EXERCISE BRIEF: All lines in the data below carrying the string "frame" are to be located and copied.

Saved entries
•••••

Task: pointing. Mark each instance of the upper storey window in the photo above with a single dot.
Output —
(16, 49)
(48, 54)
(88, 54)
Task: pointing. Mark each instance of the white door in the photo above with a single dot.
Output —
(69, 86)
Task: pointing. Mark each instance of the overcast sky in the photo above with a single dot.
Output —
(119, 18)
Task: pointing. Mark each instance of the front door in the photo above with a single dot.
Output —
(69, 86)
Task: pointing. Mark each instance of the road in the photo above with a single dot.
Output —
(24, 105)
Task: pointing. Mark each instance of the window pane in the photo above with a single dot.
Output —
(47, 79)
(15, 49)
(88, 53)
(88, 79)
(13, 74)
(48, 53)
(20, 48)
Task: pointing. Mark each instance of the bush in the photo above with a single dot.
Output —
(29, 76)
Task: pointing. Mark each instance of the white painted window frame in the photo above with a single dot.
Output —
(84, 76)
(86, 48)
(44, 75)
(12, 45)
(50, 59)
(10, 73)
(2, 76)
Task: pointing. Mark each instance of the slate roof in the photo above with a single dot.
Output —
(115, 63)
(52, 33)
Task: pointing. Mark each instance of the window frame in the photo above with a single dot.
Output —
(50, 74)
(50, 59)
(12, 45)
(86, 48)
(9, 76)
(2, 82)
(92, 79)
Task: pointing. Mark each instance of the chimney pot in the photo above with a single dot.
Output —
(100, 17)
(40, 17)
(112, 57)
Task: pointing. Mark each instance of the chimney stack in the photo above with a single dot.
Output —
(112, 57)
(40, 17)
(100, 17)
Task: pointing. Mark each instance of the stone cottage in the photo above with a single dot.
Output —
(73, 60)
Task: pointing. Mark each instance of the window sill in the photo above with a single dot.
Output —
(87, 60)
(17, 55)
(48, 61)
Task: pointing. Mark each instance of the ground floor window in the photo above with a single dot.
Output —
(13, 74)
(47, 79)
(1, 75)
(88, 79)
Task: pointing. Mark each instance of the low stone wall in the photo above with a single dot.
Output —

•••••

ANSWER TO THE PROBLEM:
Task: pointing. Mark each instance of the white painted window frame in the photo above with a single dot.
Task: pointing. Mark each instance of the window frame in the photo above with a single dot.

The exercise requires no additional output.